SUPPLIED INFORMATION:
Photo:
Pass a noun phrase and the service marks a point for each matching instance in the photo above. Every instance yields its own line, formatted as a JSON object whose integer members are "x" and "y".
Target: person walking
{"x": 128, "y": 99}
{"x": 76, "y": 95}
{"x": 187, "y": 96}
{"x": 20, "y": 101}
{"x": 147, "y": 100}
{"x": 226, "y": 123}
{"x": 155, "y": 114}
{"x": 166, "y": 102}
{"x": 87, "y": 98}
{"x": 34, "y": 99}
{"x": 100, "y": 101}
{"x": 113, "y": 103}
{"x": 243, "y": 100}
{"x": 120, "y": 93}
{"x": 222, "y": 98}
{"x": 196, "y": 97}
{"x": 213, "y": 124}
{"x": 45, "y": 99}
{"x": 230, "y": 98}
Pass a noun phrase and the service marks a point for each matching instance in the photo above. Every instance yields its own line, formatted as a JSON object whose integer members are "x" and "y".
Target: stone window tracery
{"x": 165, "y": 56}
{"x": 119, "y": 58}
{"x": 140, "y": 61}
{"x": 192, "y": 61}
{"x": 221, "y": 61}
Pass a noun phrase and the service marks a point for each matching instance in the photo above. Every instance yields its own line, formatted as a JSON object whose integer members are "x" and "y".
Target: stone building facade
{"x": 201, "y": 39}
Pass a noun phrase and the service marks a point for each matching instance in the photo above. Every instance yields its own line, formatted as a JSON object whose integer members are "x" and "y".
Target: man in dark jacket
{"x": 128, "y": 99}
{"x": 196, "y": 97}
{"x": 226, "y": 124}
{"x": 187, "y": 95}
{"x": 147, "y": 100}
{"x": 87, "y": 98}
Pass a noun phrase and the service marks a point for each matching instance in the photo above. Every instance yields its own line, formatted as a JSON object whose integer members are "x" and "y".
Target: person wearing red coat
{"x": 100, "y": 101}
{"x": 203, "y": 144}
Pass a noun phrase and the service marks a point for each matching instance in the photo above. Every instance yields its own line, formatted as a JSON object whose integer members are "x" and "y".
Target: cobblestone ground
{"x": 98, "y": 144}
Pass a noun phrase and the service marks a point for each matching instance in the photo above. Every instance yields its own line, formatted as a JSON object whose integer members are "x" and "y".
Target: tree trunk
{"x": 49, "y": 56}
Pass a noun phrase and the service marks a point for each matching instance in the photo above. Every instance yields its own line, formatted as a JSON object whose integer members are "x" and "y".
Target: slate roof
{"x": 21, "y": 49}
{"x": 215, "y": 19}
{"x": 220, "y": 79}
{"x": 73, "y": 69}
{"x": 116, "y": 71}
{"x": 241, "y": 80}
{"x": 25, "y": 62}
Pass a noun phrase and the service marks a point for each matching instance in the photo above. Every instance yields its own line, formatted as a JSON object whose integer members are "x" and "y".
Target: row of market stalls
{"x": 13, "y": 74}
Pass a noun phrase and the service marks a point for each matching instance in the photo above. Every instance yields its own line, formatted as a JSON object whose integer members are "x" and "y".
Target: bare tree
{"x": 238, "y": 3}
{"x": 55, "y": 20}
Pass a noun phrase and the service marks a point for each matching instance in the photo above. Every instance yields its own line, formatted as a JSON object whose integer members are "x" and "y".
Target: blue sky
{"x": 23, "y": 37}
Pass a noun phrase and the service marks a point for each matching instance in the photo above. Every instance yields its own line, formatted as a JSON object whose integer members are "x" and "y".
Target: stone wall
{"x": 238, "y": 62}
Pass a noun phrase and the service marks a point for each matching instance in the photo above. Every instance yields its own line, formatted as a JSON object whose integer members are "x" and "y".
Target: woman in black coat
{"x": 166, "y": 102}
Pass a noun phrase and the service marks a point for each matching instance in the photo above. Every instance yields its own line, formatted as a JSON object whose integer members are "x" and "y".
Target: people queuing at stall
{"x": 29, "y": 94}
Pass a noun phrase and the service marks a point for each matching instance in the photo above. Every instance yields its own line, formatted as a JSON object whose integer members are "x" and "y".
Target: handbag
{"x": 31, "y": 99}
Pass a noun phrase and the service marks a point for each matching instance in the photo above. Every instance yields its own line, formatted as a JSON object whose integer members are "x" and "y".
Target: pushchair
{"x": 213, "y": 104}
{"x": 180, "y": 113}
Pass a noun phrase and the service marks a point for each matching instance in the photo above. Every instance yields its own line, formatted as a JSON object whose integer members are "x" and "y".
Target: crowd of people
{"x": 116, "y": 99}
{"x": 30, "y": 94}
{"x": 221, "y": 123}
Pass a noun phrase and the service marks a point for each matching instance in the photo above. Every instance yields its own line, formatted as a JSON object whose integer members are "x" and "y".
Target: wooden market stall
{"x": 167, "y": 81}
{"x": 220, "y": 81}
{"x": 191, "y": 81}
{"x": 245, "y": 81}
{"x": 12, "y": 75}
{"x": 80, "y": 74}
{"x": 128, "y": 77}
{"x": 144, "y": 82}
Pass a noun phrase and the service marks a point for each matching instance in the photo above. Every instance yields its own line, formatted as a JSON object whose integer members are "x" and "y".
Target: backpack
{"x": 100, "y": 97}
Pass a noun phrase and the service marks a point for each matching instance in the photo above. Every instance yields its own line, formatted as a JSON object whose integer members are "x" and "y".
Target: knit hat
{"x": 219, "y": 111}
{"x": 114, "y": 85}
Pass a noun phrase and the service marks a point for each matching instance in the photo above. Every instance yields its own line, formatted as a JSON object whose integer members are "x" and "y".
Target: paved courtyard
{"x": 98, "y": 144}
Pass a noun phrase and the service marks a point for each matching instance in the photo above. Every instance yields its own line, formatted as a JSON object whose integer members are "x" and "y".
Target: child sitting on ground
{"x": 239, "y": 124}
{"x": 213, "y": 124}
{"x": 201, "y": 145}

WORK ITEM: An exact copy of every entry is required.

EXERCISE RESPONSE:
Photo:
Pass a noun phrase and the service marks a point for each matching instance in the photo above. Every instance yields its own line, formatted as a JSON object whose integer members are "x" and "y".
Target: person walking
{"x": 128, "y": 99}
{"x": 76, "y": 95}
{"x": 187, "y": 96}
{"x": 20, "y": 101}
{"x": 147, "y": 100}
{"x": 226, "y": 123}
{"x": 155, "y": 114}
{"x": 166, "y": 102}
{"x": 87, "y": 98}
{"x": 34, "y": 99}
{"x": 100, "y": 101}
{"x": 113, "y": 103}
{"x": 243, "y": 100}
{"x": 120, "y": 93}
{"x": 222, "y": 98}
{"x": 196, "y": 97}
{"x": 213, "y": 124}
{"x": 45, "y": 99}
{"x": 230, "y": 98}
Pass a noun phrase and the service marks a point for each matching instance in the photo above. Every instance yields its own line, formatted as a JSON object whose integer members are "x" and "y".
Target: stone window tracery
{"x": 165, "y": 56}
{"x": 119, "y": 58}
{"x": 140, "y": 61}
{"x": 192, "y": 61}
{"x": 221, "y": 61}
Pass a noun phrase and the service marks a point for each matching instance in the photo above. Every instance yields its own line, formatted as a JSON object whose integer members are "x" and "y".
Target: stone building facade
{"x": 201, "y": 39}
Pass a noun phrase and the service marks a point for each matching instance in the photo above. Every instance yields its own line, formatted as a JSON object whose integer members are "x" and "y".
Target: man in dark jacket
{"x": 128, "y": 99}
{"x": 196, "y": 97}
{"x": 226, "y": 124}
{"x": 187, "y": 95}
{"x": 147, "y": 100}
{"x": 87, "y": 98}
Pass a noun phrase and the service marks a point for each matching instance in the photo above. Every instance yields its own line, formatted as a JSON object whose integer members are "x" and "y".
Target: person wearing red coat
{"x": 100, "y": 101}
{"x": 203, "y": 144}
Pass a noun phrase and the service marks a point for each matching instance in the photo above. Every instance yields its own line, formatted as a JSON object whose integer members are "x" and "y".
Target: cobblestone ground
{"x": 98, "y": 144}
Pass a noun phrase and the service marks a point for each matching instance in the photo above. Every instance yields its own line, formatted as a JSON object whose integer members are "x" and "y".
Target: tree trunk
{"x": 49, "y": 56}
Pass a noun phrase and the service marks a point for each matching instance in the photo above. Every instance yields its own line, formatted as a JSON object whose integer members are "x" and "y".
Target: slate roof
{"x": 21, "y": 49}
{"x": 215, "y": 19}
{"x": 220, "y": 79}
{"x": 73, "y": 69}
{"x": 116, "y": 71}
{"x": 241, "y": 80}
{"x": 25, "y": 62}
Pass a noun phrase and the service marks a point for each matching instance in the photo above. Every instance yields its own line, formatted as a JSON object whose integer members are "x" and "y".
Target: row of market stalls
{"x": 13, "y": 74}
Pass a noun phrase and the service marks a point for each matching instance in the photo above. Every instance yields its own line, formatted as a JSON object whose integer members are "x" and "y".
Target: bare tree
{"x": 238, "y": 3}
{"x": 55, "y": 20}
Pass a noun phrase and the service marks a point for each matching instance in the photo above. Every instance yields its own line, formatted as a JSON object whose integer members are "x" and "y".
Target: blue sky
{"x": 23, "y": 37}
Pass a noun phrase and the service marks a point for each matching instance in the photo above. Every instance yields its own line, formatted as a JSON object whose integer members are "x" and "y".
Target: stone wall
{"x": 238, "y": 62}
Pass a noun phrase and the service marks a point for each matching instance in the photo above. Every instance yields its own line, formatted as a JSON object whose integer members are "x" and "y".
Target: woman in black coat
{"x": 166, "y": 102}
Pass a noun phrase and the service marks a point for each matching instance in the photo above. Every instance yields its own line, formatted as a JSON object whose integer members are "x" and "y".
Target: people queuing at stall
{"x": 29, "y": 94}
Pass a noun phrase and the service marks a point for each matching instance in the photo above. Every instance yields its own line, formatted as a JSON object whose integer members are "x" and "y".
Target: handbag
{"x": 31, "y": 99}
Pass a noun phrase and the service marks a point for each matching instance in the photo above. Every instance yields its own line, formatted as a JSON object whose integer members are "x" and "y".
Target: pushchair
{"x": 213, "y": 104}
{"x": 180, "y": 113}
Pass a noun phrase and the service marks a point for each matching instance in the photo above. Every instance yields its own line, formatted as a JSON object whose integer members are "x" and "y".
Target: crowd of people
{"x": 116, "y": 99}
{"x": 30, "y": 94}
{"x": 221, "y": 123}
Pass a noun phrase and the service marks a point for each matching instance in the photo above. Every instance yields its own line, formatted as a JSON object whose integer members are "x" and "y".
Target: wooden market stall
{"x": 167, "y": 81}
{"x": 220, "y": 81}
{"x": 191, "y": 81}
{"x": 245, "y": 81}
{"x": 12, "y": 75}
{"x": 80, "y": 74}
{"x": 128, "y": 77}
{"x": 144, "y": 82}
Pass a noun phrase and the service marks a point for each matching instance in the photo above. Every instance yields its own line, formatted as a JSON object whose integer members are "x" and "y".
Target: backpack
{"x": 100, "y": 97}
Pass a noun phrase and the service marks a point for each matching instance in the photo above. Every instance yields its own line, formatted as a JSON object whose integer members are "x" and "y".
Target: knit hat
{"x": 219, "y": 111}
{"x": 114, "y": 85}
Pass a noun phrase and the service marks a point for each matching instance in the photo above. Every instance yields its own line, formatted as a JSON object whose integer members are "x" and "y".
Target: paved courtyard
{"x": 98, "y": 144}
Pass a noun phrase and the service marks a point for each matching instance in the photo above. Every instance yields its own line, formatted as a JSON object whose integer members are "x" and "y".
Target: child sitting on ground
{"x": 239, "y": 124}
{"x": 213, "y": 124}
{"x": 201, "y": 145}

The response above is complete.